◆ Short exercise ◆
Please count how many lines of the data below contain the word "basket", and reply with that number alone.

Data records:
........

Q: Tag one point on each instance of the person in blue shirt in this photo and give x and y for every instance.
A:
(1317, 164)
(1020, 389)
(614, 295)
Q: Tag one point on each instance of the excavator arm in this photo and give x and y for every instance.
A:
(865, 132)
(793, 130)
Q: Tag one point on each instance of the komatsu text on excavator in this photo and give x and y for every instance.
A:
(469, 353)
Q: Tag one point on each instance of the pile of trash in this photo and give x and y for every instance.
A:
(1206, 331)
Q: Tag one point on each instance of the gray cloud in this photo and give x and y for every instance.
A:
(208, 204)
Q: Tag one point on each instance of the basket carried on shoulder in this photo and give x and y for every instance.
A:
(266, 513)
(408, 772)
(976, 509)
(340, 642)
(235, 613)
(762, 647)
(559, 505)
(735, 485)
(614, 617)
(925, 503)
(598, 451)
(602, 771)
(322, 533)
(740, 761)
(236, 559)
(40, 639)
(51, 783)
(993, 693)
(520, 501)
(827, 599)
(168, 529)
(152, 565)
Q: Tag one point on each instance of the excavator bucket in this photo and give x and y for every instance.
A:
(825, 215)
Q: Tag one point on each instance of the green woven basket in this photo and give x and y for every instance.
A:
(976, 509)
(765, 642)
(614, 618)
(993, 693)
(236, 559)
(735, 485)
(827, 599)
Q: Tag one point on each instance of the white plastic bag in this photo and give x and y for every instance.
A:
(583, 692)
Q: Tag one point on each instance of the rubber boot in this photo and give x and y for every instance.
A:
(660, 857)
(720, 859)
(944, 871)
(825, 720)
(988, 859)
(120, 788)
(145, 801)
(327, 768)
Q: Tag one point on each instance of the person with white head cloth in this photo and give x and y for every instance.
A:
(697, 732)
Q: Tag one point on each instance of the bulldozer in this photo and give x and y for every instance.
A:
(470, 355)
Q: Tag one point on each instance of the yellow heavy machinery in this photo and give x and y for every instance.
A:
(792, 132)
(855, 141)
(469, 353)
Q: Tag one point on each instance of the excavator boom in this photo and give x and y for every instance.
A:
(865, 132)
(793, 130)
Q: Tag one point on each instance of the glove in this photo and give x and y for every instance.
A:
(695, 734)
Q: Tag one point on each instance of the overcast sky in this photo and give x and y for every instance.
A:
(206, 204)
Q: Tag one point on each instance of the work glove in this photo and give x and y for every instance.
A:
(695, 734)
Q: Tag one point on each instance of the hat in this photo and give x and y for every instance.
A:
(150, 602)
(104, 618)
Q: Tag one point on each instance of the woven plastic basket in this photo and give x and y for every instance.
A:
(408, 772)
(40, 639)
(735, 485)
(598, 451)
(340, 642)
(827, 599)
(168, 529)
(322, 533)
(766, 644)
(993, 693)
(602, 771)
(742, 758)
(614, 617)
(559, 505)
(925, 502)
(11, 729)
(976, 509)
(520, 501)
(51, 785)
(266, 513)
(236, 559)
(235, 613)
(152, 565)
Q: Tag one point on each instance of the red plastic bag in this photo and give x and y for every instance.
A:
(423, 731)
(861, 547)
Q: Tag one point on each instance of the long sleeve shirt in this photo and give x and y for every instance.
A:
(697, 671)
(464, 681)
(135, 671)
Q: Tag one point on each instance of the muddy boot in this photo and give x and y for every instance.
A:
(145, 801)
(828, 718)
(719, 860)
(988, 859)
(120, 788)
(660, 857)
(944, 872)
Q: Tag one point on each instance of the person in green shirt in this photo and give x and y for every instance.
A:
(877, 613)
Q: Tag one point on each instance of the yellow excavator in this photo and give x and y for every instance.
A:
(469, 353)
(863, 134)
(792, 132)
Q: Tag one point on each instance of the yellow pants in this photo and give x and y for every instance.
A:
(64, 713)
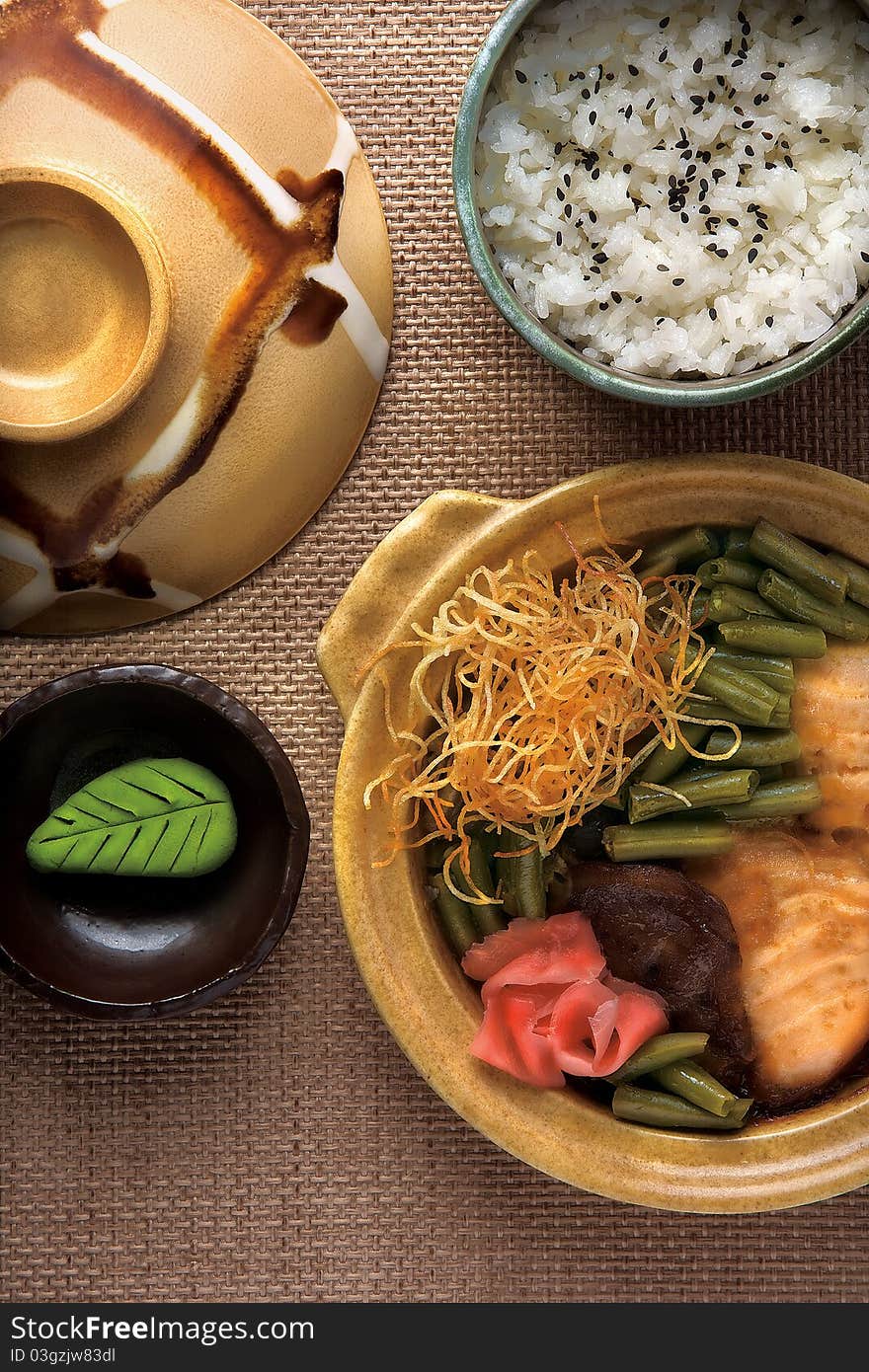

........

◆ Solution to the problem ◆
3